* YOUR OBJECTIVE: An exact copy of every record is needed.

— begin —

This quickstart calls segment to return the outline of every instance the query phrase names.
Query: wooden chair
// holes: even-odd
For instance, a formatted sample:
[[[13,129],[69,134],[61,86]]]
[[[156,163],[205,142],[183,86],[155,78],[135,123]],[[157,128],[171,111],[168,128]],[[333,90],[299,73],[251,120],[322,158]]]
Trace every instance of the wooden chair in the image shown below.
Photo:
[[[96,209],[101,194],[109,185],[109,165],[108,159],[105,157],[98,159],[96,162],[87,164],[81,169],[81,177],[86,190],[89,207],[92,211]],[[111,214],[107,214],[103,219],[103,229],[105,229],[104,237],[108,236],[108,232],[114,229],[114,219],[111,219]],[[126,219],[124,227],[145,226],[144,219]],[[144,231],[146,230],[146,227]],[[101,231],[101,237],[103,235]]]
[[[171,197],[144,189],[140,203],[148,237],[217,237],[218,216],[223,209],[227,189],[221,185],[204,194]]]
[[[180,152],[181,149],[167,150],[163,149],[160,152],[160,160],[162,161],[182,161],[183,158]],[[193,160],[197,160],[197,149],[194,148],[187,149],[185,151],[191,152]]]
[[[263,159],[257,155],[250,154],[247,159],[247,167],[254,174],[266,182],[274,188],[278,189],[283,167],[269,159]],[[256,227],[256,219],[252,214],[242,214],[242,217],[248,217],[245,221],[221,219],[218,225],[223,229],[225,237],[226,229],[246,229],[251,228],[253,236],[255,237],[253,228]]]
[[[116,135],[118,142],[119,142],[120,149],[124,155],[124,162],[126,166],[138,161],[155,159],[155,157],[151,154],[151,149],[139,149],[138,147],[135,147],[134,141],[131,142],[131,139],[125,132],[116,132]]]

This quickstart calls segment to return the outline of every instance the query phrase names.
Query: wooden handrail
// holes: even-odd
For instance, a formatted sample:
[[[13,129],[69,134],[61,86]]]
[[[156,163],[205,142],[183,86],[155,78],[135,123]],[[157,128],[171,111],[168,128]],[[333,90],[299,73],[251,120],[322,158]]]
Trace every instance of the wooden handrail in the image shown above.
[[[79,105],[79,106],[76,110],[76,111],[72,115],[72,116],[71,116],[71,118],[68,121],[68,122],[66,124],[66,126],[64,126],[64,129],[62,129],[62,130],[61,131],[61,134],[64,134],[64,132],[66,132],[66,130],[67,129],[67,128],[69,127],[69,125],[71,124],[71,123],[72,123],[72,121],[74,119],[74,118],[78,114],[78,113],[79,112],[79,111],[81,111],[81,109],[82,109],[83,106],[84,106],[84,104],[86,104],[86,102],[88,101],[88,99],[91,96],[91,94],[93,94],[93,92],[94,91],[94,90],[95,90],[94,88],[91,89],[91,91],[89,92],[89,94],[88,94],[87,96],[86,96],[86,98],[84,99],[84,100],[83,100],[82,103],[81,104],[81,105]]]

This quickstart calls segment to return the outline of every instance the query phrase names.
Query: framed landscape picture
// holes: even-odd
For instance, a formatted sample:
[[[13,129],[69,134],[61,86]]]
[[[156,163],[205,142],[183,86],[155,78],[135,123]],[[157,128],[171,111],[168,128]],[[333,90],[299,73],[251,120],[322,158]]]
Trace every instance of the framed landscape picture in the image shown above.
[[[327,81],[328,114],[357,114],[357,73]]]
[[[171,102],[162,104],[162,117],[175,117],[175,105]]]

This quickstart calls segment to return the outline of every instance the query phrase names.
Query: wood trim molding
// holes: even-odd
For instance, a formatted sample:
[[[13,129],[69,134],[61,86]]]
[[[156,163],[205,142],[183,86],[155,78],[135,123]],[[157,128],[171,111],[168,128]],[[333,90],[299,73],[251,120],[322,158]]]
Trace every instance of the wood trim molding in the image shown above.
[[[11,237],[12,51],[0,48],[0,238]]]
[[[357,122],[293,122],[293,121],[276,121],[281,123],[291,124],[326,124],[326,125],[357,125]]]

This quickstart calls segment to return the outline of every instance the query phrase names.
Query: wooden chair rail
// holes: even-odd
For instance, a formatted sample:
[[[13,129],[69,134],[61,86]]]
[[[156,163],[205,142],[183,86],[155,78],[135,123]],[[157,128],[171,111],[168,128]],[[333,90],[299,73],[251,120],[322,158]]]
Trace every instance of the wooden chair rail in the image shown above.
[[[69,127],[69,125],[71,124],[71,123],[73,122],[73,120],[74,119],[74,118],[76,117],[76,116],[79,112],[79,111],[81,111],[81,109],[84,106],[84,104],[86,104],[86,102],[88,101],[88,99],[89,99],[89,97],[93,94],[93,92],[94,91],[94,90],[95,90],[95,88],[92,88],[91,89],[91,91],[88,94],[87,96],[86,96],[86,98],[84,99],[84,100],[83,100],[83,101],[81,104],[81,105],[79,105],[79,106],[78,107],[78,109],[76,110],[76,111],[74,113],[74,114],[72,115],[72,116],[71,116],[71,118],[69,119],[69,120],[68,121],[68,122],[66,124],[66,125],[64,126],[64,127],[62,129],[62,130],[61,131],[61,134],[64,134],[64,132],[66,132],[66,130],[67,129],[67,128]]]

— end —

* SOLUTION FOR THIS EXERCISE:
This quickstart calls segment to return the outline of every instance the query phrase names.
Query: wooden chair
// holes: even-odd
For instance, a formatted sample:
[[[13,129],[69,134],[61,86]]]
[[[156,163],[205,142],[183,86],[155,78],[135,123]],[[157,128],[171,111],[168,128]],[[333,90],[299,73],[251,120],[322,158]]]
Trace every instance of the wooden chair in the image shown below.
Photo:
[[[96,209],[101,194],[109,185],[109,165],[108,159],[105,157],[98,159],[96,162],[87,164],[81,169],[81,177],[86,190],[89,207],[92,211]],[[111,214],[107,214],[103,219],[103,229],[105,229],[104,237],[108,236],[108,232],[114,229],[114,219],[111,219]],[[126,219],[124,227],[145,226],[144,219]],[[144,231],[146,230],[146,227]],[[101,231],[101,237],[103,235]]]
[[[171,197],[144,189],[140,203],[148,237],[217,237],[218,216],[223,209],[227,189],[221,185],[204,194]]]
[[[180,152],[181,149],[167,150],[163,149],[160,152],[160,160],[162,161],[182,161],[183,158]],[[193,160],[197,160],[197,149],[194,148],[187,149],[185,151],[191,152]]]
[[[263,159],[257,155],[250,154],[247,159],[247,167],[254,174],[266,182],[274,188],[278,189],[283,167],[269,159]],[[256,227],[256,219],[252,214],[242,214],[242,217],[248,217],[245,221],[221,219],[218,225],[223,229],[225,237],[226,229],[246,229],[251,228],[253,236],[255,237],[253,228]]]
[[[116,135],[118,142],[119,142],[120,149],[124,155],[124,162],[126,166],[138,161],[155,159],[155,157],[151,154],[151,149],[139,149],[138,147],[135,147],[134,141],[131,142],[131,139],[125,132],[116,132]]]

This quickstart calls segment to return the outline of every instance the query phrase names.
Query: wooden handrail
// holes: even-odd
For instance, a formatted sample:
[[[13,129],[69,134],[61,86]]]
[[[156,163],[205,142],[183,86],[155,78],[135,123]],[[157,128],[171,111],[168,128]],[[333,90],[299,73],[251,120],[322,158]]]
Trace every instance of the wooden handrail in the image shown above.
[[[79,105],[79,106],[76,110],[76,111],[72,115],[72,116],[71,116],[71,118],[68,121],[68,122],[66,124],[66,126],[64,126],[64,129],[62,129],[62,130],[61,131],[61,134],[64,134],[64,132],[66,132],[66,130],[67,129],[67,128],[69,127],[69,125],[71,124],[71,123],[72,123],[72,121],[74,119],[74,118],[78,114],[78,113],[79,112],[79,111],[81,111],[81,109],[82,109],[83,106],[84,106],[84,104],[86,104],[86,102],[88,101],[88,99],[91,96],[91,94],[93,94],[93,92],[94,91],[94,90],[95,90],[94,88],[91,89],[91,91],[89,92],[89,94],[88,94],[87,96],[86,96],[86,98],[84,99],[84,100],[83,100],[82,103],[81,104],[81,105]]]

This quickstart calls segment to return the outline of every instance the query phrase names.
Query: framed landscape picture
// holes: even-odd
For instance, a formatted sample:
[[[13,129],[69,134],[61,86]]]
[[[156,163],[205,142],[183,86],[155,78],[135,123]],[[157,128],[171,111],[168,128]],[[333,90],[299,73],[251,120],[322,158]]]
Trace every instance of the framed landscape picture in the image shown above.
[[[327,81],[328,114],[357,114],[357,73]]]
[[[171,102],[162,104],[162,117],[175,117],[175,105]]]

This quickstart calls segment to return the outline of every instance the query phrase names.
Query: wood trim molding
// holes: even-odd
For instance, a formatted sample:
[[[13,129],[69,134],[61,86]]]
[[[156,163],[205,142],[183,86],[155,78],[135,123]],[[157,128],[171,111],[168,128]],[[333,90],[299,73],[251,120],[322,158]]]
Trace every instance of the wood trim molding in the image shown above.
[[[11,237],[12,51],[0,48],[0,238]]]
[[[357,122],[293,122],[293,121],[276,121],[281,123],[291,124],[326,124],[326,125],[357,125]]]

This quickstart calls segment to return the outline of every instance the query phrase names.
Query: wooden chair rail
// holes: even-odd
For instance, a formatted sample:
[[[13,129],[69,134],[61,86]]]
[[[156,163],[205,142],[183,86],[155,78],[135,123]],[[157,128],[171,111],[168,128]],[[333,90],[299,73],[251,120],[322,158]]]
Trace every instance of the wooden chair rail in the image shown above.
[[[69,127],[69,125],[71,124],[71,123],[73,122],[73,120],[74,119],[74,118],[76,117],[76,116],[79,112],[79,111],[81,111],[81,109],[84,106],[84,104],[86,104],[86,102],[88,101],[88,99],[89,99],[89,97],[93,94],[93,92],[94,91],[94,90],[95,90],[95,88],[92,88],[91,89],[91,91],[88,94],[87,96],[86,96],[86,98],[84,99],[84,100],[83,100],[83,101],[81,104],[81,105],[79,105],[79,106],[78,107],[78,109],[76,110],[76,111],[74,113],[74,114],[72,115],[72,116],[71,116],[71,118],[69,119],[69,120],[68,121],[68,122],[66,124],[66,125],[64,126],[64,127],[62,129],[62,130],[61,131],[61,134],[64,134],[64,132],[66,132],[66,130],[67,129],[67,128]]]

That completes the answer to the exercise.